▸ **QUOTED TEXT**:
•••••
Add strings::LegacyPrecision to TSL.

This is a copy of `absl::LegacyPrecision` which is not available in OSS. This allows users to write `absl::StrCat(absl::LegacyPrecision(value))` and preserve the legacy `strings::StrCat(value)` behavior. This is necessary to migrate away from deprecated `strings::StrCat` and `strings::StrAppend`.

PiperOrigin-RevId: 755993912

Author: allanrenucci

tsl/platform/numbers.cc

@@ -243,6 +243,18 @@ size_t FloatToBuffer(float value, char* buffer) {
   return snprintf_result;
 }
 
+strings_internal::AlphaNumBuffer LegacyPrecision(double d) {
+  strings_internal::AlphaNumBuffer result;
+  result.size = DoubleToBuffer(d, result.data.data());
+  return result;
+}
+
+strings_internal::AlphaNumBuffer LegacyPrecision(float f) {
+  strings_internal::AlphaNumBuffer result;
+  result.size = FloatToBuffer(f, result.data.data());
+  return result;
+}
+
 std::string FpToString(Fprint fp) {
   return absl::StrCat(absl::Hex(fp, absl::kZeroPad16));
 }

tsl/platform/numbers.h

@@ -16,12 +16,14 @@ limitations under the License.
 #ifndef TENSORFLOW_TSL_PLATFORM_NUMBERS_H_
 #define TENSORFLOW_TSL_PLATFORM_NUMBERS_H_
 
+#include <array>
 #include <cstddef>
 #include <cstdint>
 #include <string>
 
 #include "absl/base/macros.h"
 #include "absl/strings/numbers.h"
+#include "absl/strings/string_view.h"
 #include "xla/tsl/platform/types.h"
 #include "tsl/platform/stringpiece.h"
 
@@ -77,6 +79,43 @@ size_t FastUInt64ToBufferLeft(uint64_t i, char* buffer);  // at least 22 bytes
 size_t DoubleToBuffer(double value, char* buffer);
 size_t FloatToBuffer(float value, char* buffer);
 
+namespace strings_internal {
+// AlphaNumBuffer allows a way to pass a string to absl::StrCat without having
+// to do memory allocation. It is simply a pair of a fixed-size character
+// array, and a size.  Please don't use outside of the "strings" package.
+struct AlphaNumBuffer {
+  std::array<char, kFastToBufferSize> data;
+  size_t size;
+
+  // Support for absl::StrCat() etc.
•••••
▸ **PROMPT A**:
Rewrite the commit description's paragraph beginning "This is a copy of" as a short bulleted list that keeps its main facts.
The commit description and the entries have nothing to do with each other.

▸ **RECORDS FOR THIS TASK**:
•••••
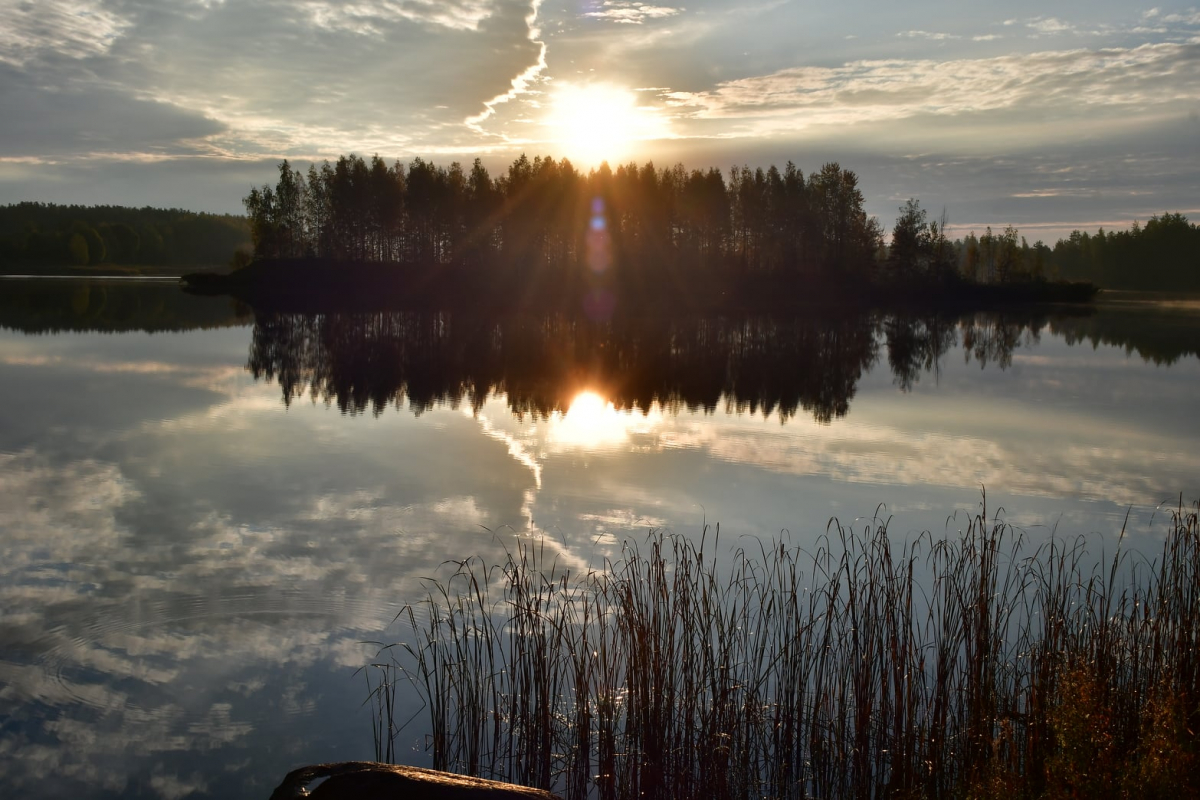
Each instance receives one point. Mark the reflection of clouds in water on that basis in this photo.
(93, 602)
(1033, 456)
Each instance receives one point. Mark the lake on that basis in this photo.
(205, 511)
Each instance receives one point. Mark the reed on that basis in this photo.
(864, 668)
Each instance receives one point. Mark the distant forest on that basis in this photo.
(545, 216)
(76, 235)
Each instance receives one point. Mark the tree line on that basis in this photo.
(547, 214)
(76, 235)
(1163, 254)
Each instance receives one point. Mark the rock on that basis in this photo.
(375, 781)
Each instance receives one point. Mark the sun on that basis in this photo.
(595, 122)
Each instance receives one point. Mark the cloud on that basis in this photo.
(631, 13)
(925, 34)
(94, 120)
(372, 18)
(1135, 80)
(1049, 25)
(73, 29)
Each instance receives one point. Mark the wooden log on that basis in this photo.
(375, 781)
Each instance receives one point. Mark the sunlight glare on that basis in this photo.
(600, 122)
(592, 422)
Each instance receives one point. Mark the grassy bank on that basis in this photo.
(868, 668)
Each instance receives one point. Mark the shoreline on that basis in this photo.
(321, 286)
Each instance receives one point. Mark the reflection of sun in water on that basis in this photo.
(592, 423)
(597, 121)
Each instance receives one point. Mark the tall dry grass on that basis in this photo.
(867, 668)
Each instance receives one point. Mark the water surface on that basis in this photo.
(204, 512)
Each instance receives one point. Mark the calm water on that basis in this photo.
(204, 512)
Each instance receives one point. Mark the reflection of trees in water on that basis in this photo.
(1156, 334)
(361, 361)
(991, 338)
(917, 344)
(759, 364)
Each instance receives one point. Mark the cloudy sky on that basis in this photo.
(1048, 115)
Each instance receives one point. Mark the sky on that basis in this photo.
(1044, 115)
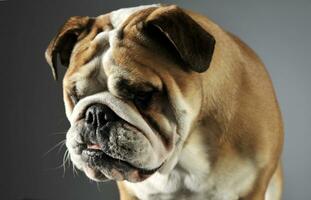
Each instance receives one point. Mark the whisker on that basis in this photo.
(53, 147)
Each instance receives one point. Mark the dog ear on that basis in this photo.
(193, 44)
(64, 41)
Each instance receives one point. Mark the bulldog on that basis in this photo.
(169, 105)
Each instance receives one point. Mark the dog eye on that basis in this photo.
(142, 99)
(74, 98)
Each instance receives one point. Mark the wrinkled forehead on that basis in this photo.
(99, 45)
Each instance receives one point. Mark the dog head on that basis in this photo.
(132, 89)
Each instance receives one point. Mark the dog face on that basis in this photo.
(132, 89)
•••••
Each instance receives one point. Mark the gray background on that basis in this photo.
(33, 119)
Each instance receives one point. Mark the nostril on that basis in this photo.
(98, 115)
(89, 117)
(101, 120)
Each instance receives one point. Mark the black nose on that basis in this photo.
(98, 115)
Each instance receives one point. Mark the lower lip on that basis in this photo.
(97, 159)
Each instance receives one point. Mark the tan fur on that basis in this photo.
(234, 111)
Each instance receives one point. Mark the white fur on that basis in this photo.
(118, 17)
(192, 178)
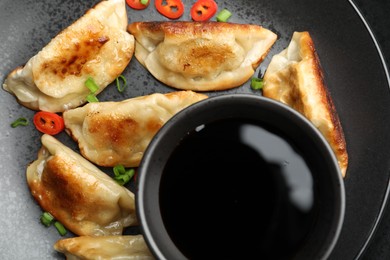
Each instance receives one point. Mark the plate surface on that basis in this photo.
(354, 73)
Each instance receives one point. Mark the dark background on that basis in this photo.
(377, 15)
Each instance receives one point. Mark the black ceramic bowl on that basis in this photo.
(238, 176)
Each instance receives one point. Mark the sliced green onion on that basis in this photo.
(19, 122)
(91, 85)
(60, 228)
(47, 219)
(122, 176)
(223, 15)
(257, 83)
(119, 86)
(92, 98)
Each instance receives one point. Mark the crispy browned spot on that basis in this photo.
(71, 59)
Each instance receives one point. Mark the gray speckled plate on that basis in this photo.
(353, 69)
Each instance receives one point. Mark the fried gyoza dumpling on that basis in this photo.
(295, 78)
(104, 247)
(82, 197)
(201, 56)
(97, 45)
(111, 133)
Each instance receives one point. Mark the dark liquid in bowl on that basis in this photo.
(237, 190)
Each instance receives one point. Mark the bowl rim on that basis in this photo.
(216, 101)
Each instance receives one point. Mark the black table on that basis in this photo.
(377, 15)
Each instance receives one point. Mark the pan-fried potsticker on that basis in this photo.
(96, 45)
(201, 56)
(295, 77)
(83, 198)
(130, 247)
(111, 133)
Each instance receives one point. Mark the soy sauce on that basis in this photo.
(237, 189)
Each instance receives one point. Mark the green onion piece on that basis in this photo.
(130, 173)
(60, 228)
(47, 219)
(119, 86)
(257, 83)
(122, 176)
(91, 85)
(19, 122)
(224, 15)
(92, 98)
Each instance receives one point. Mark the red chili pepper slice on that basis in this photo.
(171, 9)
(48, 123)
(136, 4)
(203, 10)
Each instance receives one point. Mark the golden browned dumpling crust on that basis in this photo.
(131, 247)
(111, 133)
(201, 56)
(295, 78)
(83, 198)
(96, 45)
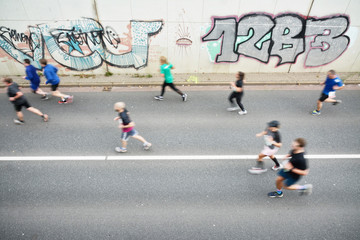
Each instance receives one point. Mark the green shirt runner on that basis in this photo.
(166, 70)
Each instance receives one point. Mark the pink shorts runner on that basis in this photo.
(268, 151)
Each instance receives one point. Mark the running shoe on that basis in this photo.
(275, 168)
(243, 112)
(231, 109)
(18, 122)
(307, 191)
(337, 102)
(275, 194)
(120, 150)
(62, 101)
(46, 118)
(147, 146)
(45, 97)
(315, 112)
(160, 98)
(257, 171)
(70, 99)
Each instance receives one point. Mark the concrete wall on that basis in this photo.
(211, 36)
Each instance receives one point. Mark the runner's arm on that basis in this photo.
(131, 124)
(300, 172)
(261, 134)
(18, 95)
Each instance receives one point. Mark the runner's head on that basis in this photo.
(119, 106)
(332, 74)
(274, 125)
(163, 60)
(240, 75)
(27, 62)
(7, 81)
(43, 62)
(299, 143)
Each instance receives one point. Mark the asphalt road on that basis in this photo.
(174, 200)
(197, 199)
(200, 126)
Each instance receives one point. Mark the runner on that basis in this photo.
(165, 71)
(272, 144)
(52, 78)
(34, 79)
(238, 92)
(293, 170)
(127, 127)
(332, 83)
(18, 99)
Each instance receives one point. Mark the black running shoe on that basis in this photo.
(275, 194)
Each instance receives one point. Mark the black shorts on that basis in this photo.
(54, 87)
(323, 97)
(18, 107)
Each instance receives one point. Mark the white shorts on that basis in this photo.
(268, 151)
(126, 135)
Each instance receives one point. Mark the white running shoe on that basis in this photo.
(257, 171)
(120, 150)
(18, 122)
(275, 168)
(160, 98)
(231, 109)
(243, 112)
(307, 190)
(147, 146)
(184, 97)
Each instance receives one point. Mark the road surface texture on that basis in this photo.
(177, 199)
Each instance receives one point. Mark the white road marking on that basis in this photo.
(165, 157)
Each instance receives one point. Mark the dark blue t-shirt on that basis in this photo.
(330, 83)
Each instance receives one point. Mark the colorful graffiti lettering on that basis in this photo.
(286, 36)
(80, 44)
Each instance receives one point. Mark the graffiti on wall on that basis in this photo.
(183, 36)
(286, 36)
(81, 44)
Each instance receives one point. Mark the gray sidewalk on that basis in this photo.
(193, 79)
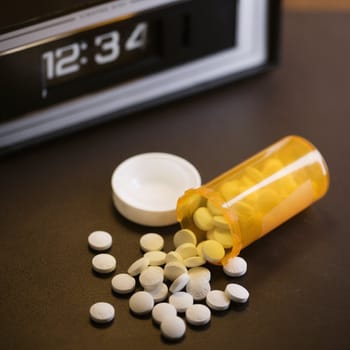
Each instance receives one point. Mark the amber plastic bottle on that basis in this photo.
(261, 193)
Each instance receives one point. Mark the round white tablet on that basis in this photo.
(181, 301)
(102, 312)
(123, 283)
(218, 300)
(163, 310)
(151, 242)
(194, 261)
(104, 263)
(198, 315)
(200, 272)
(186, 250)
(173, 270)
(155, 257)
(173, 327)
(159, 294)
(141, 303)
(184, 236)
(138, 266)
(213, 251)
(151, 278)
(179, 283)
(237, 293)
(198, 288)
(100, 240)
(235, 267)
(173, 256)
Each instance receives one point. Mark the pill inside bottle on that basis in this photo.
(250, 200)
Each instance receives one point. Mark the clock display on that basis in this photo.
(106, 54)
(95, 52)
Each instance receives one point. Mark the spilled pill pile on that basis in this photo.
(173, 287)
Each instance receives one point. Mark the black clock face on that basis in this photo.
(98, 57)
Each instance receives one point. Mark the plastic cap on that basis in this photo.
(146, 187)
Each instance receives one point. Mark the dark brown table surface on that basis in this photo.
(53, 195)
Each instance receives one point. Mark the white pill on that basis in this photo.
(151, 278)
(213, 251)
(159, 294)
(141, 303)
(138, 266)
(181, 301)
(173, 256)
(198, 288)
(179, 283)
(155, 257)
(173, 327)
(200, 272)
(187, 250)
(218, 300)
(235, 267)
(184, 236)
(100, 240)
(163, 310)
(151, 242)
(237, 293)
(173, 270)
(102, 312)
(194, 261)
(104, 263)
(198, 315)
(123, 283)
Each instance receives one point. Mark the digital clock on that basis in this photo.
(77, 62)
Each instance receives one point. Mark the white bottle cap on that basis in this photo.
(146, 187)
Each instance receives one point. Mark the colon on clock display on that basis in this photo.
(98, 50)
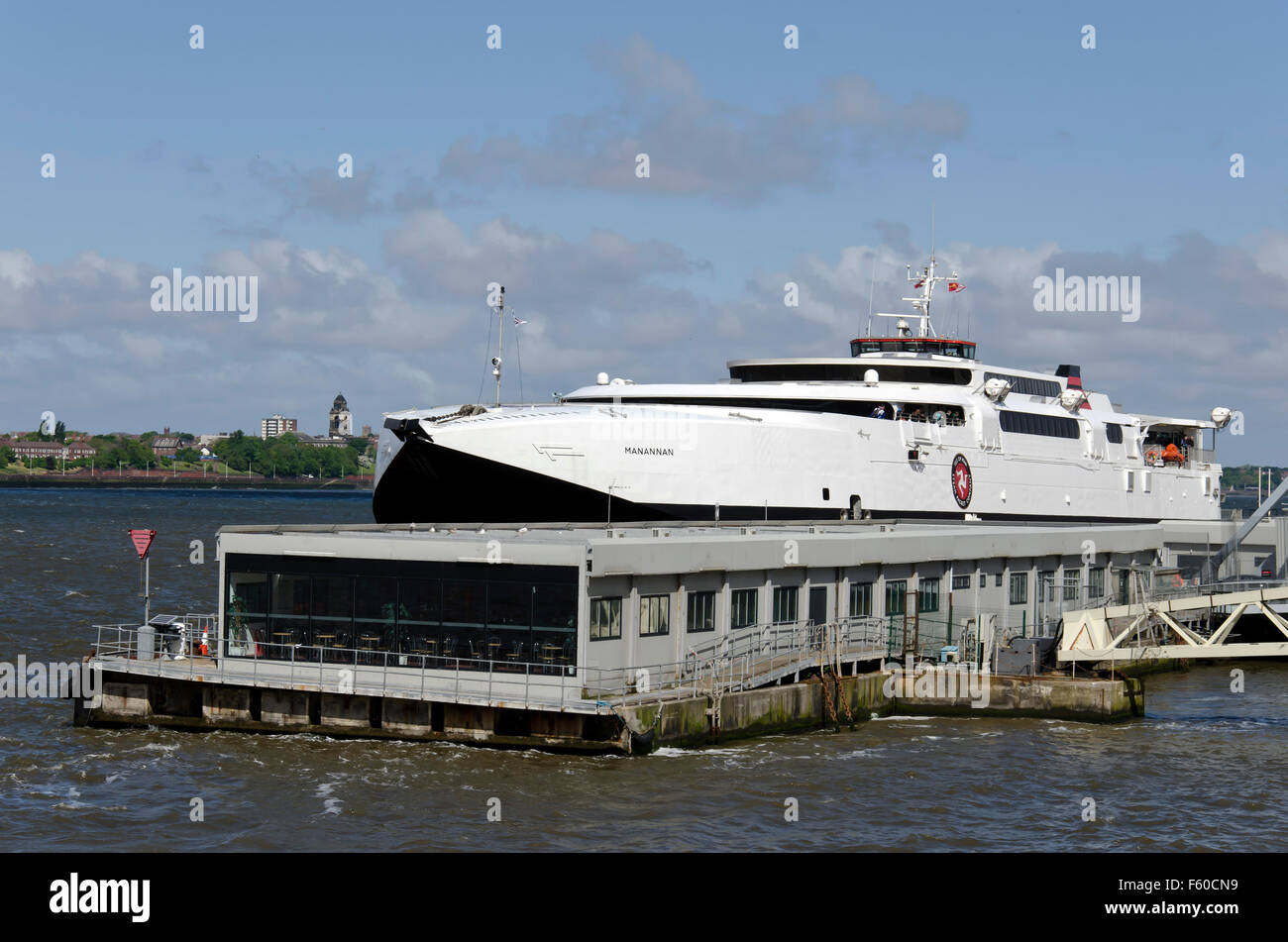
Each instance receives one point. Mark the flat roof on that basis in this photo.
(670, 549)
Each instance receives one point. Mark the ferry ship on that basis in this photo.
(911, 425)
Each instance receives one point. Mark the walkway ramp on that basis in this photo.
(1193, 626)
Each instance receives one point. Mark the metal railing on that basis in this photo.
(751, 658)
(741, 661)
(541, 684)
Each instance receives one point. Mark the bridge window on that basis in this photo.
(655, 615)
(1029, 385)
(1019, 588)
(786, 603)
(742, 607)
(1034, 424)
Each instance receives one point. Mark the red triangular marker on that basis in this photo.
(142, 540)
•••••
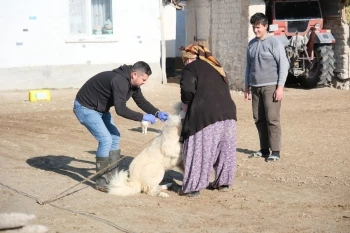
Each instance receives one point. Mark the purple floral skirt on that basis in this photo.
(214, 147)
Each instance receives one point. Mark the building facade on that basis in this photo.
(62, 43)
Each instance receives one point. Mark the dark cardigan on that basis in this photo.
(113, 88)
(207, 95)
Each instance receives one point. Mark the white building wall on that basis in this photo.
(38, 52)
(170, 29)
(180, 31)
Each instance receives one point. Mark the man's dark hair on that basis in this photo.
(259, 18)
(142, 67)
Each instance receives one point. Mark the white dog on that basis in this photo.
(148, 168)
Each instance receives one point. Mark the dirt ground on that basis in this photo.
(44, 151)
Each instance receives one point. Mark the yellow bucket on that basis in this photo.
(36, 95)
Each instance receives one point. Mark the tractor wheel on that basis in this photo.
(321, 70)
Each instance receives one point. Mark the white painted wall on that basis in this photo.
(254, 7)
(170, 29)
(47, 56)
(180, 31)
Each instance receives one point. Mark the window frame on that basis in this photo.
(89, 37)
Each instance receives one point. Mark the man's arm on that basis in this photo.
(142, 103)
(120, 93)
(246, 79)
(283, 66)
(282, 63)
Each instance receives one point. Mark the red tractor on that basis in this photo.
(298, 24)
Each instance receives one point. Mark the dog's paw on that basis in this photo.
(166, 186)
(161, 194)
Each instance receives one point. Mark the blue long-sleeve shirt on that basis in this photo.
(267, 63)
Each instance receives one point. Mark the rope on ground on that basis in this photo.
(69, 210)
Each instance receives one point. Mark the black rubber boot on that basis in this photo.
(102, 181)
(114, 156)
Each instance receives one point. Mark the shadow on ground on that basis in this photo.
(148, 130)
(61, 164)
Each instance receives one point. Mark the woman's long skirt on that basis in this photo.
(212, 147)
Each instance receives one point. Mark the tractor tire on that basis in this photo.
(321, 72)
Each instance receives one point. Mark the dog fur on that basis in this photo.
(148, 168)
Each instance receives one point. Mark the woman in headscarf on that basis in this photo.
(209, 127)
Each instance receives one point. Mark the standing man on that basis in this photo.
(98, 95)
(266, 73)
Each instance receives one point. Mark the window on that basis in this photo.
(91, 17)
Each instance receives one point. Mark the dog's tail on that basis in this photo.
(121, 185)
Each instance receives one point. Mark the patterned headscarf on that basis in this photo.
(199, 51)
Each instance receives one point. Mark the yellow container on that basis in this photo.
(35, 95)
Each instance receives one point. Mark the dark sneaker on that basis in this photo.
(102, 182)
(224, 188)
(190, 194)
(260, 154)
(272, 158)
•••••
▸ **PROMPT B**:
Reproduce verbatim the stretch of the entries that opens with the line containing "Each instance receives one point. Mark the flat" and closes with the line containing "(1034, 424)", both lines included.

▸ **CORRECT ANSWER A**:
- Copies `absl::LegacyPrecision`, which is not available in OSS.
- Lets users write `absl::StrCat(absl::LegacyPrecision(value))` while preserving the legacy `strings::StrCat(value)` behavior.
- Is needed to migrate away from the deprecated `strings::StrCat` and `strings::StrAppend`.

▸ **CORRECT ANSWER B**:
Each instance receives one point. Mark the flat roof on that basis in this photo.
(670, 549)
Each instance receives one point. Mark the ferry ship on that basis in this photo.
(911, 425)
Each instance receives one point. Mark the walkway ramp on that basis in this photo.
(1193, 626)
Each instance receives one point. Mark the metal railing on that basis in this photo.
(751, 658)
(741, 661)
(541, 684)
Each instance receives one point. Mark the bridge window on that basis in this photo.
(655, 615)
(1029, 385)
(1019, 588)
(786, 603)
(742, 607)
(1034, 424)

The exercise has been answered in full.